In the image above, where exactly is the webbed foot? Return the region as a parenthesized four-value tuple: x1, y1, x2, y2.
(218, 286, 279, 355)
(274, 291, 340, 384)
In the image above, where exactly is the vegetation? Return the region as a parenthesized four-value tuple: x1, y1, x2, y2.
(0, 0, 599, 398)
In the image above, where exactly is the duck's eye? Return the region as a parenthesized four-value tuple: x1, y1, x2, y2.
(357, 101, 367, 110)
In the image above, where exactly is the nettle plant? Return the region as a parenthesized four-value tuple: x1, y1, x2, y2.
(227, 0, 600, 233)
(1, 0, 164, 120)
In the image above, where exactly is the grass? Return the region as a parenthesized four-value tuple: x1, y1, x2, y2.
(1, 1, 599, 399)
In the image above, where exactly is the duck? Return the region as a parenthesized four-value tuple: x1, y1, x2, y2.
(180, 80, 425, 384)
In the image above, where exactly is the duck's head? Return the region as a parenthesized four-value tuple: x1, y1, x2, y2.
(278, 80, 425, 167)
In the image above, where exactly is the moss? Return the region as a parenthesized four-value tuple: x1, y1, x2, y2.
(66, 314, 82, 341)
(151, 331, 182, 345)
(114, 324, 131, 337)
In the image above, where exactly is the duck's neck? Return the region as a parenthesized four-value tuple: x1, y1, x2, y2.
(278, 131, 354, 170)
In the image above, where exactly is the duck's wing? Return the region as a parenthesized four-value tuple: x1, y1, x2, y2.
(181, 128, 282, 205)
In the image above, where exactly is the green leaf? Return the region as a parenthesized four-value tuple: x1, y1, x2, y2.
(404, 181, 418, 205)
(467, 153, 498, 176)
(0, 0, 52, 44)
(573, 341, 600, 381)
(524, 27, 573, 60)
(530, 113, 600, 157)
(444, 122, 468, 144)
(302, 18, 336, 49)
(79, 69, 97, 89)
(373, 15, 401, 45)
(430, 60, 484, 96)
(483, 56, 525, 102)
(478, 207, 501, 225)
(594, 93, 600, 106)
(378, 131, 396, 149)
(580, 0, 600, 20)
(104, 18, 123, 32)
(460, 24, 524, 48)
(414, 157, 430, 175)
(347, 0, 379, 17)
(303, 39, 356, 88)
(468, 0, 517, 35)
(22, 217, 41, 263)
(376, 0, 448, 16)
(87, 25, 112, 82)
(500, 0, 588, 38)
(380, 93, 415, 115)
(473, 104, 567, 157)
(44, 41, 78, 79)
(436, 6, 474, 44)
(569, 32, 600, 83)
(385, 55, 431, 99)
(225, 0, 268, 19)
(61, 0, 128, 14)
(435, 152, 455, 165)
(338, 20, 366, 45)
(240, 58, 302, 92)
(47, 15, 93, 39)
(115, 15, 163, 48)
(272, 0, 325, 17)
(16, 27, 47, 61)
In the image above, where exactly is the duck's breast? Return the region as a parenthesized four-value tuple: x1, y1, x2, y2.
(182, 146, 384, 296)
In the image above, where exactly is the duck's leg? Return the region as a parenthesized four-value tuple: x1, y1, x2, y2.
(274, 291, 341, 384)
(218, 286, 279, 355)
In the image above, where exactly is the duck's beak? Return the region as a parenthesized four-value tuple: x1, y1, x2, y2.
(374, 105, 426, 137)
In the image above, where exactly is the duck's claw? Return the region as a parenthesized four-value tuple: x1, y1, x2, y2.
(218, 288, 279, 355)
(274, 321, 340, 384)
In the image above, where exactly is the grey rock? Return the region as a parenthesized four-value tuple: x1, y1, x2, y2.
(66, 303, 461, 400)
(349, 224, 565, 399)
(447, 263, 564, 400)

* * * * * * * * *

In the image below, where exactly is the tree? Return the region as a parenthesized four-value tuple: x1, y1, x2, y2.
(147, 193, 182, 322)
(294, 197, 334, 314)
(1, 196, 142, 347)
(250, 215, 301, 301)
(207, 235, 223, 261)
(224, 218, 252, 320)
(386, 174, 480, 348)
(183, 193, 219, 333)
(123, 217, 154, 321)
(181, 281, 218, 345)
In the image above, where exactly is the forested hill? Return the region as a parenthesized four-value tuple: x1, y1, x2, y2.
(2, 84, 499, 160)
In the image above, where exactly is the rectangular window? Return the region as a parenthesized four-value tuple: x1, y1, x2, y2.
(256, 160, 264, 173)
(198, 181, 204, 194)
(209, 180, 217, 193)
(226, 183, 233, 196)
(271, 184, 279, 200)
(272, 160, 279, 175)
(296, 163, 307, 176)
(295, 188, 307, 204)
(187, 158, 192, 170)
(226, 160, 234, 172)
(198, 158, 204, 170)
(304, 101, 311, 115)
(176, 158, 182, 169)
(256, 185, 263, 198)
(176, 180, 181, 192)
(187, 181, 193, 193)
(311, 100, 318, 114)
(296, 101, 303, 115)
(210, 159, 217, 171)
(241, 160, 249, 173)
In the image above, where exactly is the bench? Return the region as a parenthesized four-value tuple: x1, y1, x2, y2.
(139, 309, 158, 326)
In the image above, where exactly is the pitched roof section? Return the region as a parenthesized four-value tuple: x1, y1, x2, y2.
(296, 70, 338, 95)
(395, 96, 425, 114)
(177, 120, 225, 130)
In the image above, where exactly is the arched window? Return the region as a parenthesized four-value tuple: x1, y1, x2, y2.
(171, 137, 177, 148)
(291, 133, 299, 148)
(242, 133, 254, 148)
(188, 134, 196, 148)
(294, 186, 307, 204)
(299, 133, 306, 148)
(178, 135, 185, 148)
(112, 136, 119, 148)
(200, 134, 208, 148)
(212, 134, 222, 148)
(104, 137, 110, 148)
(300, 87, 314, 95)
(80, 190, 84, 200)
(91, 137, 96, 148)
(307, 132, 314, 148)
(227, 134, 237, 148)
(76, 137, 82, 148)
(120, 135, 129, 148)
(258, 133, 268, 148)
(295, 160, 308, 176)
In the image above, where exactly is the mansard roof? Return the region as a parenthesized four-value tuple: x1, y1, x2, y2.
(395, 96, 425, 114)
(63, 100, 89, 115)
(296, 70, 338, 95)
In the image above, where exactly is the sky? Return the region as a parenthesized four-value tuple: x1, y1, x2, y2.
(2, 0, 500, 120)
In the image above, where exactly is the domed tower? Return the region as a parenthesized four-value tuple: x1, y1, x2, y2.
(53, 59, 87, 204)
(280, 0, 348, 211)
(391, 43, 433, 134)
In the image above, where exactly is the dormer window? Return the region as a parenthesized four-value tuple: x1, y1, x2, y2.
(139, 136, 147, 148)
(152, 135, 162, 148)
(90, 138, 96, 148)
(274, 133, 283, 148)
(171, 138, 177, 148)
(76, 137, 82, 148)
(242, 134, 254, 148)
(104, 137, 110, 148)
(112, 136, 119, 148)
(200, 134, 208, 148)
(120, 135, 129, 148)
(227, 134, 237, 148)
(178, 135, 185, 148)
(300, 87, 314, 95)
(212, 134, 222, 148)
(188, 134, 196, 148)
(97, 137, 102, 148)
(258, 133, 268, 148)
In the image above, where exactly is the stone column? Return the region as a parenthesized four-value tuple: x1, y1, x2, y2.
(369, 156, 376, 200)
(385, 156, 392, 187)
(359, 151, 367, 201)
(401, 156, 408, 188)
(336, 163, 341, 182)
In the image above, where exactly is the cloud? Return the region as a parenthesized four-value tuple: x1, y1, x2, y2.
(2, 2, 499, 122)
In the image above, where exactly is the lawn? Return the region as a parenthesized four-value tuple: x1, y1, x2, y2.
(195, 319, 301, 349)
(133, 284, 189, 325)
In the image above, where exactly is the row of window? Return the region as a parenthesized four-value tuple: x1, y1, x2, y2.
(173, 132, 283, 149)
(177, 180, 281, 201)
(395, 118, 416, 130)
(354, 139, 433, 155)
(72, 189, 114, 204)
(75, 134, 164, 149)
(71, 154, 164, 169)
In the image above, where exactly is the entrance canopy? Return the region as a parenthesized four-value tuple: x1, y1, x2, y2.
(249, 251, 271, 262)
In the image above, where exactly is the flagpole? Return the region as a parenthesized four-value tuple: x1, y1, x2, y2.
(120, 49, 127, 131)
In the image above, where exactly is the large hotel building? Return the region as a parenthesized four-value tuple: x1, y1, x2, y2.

* * * * * * * * *

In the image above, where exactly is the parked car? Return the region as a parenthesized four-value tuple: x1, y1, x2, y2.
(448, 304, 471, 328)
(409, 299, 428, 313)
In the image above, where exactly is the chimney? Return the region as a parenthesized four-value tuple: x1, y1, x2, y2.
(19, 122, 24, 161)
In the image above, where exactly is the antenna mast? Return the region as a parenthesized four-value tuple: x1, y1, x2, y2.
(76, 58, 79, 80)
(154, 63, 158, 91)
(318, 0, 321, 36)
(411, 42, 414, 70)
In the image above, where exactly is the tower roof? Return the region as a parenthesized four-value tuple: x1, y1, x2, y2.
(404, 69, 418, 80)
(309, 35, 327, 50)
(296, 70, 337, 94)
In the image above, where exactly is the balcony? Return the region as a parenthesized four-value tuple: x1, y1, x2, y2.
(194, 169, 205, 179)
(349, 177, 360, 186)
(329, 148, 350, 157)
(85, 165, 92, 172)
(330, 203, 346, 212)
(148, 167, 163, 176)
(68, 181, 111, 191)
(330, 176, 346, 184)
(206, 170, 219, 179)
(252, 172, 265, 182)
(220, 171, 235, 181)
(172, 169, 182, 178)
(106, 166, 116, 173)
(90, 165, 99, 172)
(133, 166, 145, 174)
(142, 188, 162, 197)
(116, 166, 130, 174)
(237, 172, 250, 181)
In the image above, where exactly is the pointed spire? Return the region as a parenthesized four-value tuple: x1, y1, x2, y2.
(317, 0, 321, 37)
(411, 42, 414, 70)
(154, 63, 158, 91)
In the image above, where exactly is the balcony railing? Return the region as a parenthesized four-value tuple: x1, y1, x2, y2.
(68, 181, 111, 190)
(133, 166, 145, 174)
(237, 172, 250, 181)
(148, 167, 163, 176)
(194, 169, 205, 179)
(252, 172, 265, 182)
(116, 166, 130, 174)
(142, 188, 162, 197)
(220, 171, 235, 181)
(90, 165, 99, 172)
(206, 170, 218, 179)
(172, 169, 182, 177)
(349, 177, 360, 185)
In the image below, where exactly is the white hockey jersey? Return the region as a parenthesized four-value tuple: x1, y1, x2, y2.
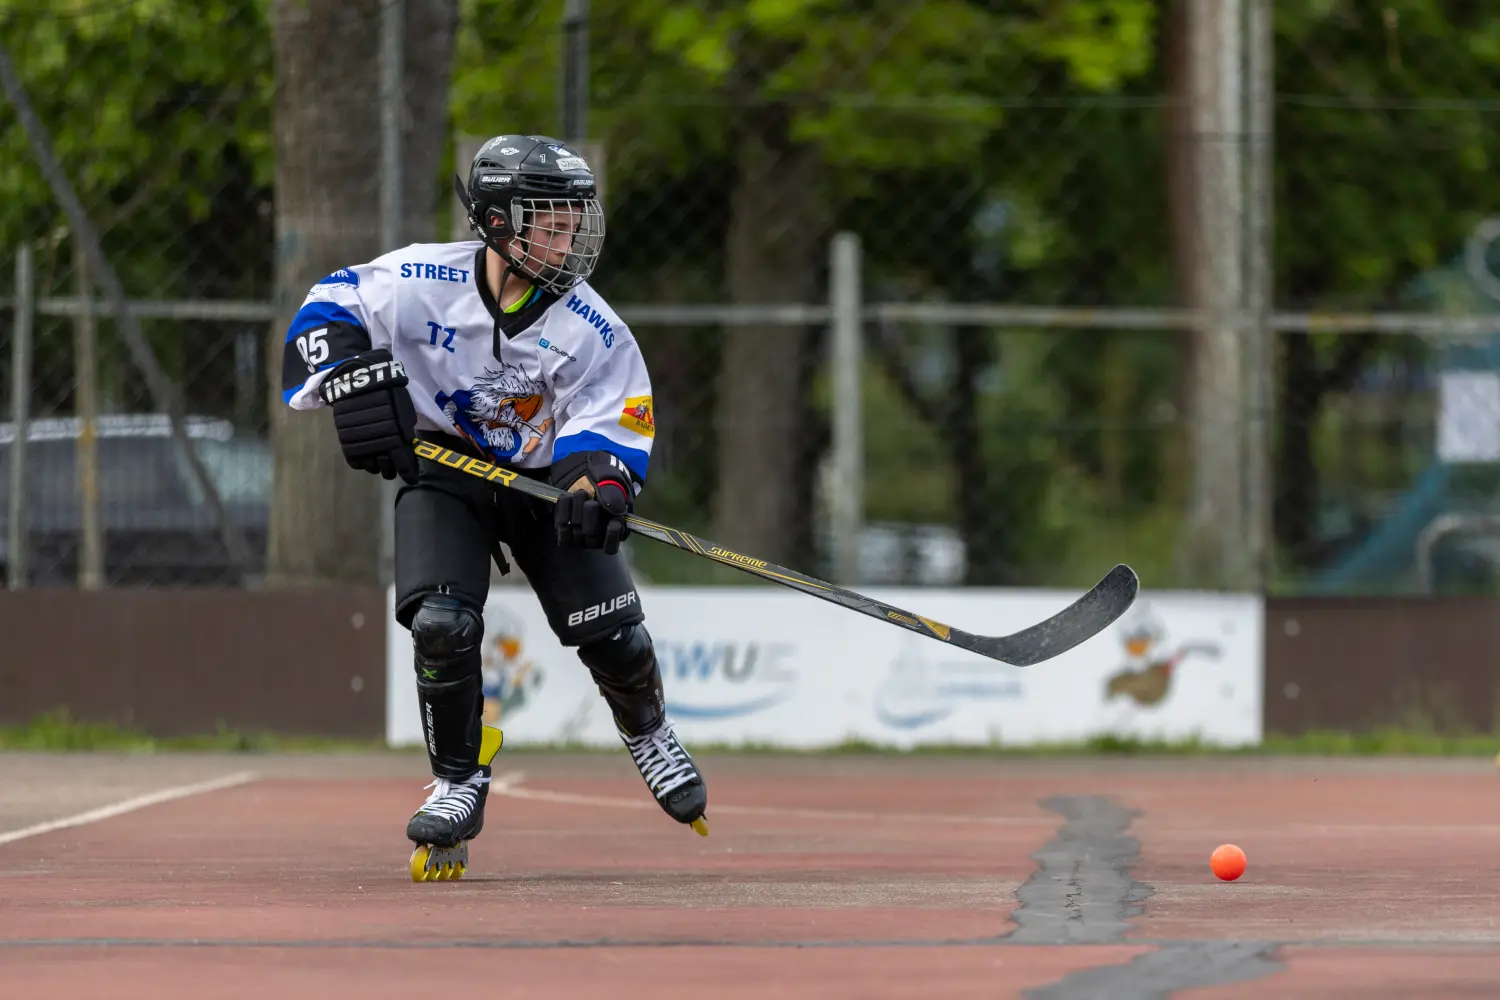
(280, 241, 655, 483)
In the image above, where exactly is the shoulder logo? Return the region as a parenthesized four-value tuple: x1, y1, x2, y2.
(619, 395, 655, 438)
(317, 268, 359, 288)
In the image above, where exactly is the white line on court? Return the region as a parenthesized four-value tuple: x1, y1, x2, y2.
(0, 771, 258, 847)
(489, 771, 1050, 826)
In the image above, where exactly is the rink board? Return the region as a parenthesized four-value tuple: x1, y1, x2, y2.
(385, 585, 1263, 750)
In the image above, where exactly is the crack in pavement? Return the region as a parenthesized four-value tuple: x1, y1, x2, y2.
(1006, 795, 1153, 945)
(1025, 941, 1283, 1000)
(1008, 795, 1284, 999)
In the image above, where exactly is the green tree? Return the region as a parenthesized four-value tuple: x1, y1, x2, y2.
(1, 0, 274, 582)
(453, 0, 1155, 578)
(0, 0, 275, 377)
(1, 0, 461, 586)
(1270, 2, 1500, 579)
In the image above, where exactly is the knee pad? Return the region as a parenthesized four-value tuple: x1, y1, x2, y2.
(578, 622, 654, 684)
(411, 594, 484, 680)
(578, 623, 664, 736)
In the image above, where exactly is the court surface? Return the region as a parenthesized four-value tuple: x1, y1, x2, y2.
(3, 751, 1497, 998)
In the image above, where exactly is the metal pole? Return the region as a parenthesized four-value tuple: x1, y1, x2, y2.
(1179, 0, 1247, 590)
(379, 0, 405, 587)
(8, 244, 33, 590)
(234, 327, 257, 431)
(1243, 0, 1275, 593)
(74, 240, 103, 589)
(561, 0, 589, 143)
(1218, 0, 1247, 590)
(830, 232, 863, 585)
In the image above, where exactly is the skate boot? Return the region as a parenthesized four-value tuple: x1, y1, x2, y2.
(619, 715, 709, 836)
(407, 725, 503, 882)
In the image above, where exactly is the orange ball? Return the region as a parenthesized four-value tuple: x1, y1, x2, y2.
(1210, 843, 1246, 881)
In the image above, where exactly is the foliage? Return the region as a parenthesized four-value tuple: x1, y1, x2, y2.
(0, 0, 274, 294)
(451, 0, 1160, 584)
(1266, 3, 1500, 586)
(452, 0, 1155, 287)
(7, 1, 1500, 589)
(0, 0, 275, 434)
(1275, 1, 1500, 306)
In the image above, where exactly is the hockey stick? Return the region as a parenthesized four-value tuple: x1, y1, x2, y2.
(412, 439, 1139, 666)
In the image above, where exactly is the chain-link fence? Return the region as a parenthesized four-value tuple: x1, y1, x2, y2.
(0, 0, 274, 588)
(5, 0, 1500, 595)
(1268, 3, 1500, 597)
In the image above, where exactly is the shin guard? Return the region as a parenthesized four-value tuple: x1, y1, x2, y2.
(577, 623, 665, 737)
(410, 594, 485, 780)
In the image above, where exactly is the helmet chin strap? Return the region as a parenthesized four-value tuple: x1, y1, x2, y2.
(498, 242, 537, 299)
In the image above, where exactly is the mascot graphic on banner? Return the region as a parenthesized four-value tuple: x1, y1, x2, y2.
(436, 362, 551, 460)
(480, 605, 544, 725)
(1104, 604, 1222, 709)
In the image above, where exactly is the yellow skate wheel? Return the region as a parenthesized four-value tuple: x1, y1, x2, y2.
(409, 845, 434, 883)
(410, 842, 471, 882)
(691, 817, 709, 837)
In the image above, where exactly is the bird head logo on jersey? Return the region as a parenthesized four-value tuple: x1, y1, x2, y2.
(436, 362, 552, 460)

* * * * * * * * *

### Exercise details
Look back at the entries above. Retype the line with "In the image above, where exactly is the flagpole?", the line with "In the image above, where exactly is the large", and all lines in between.

### Response to this exercise
In the image above, where exactly is the flagpole? Return the region as a parenthesized four-value tuple: x1, y1, x2, y2.
(120, 49, 127, 131)
In the image above, where exactly is the large hotel building? Return the region as a parenthesized four-value tuple: x1, y1, x2, y2.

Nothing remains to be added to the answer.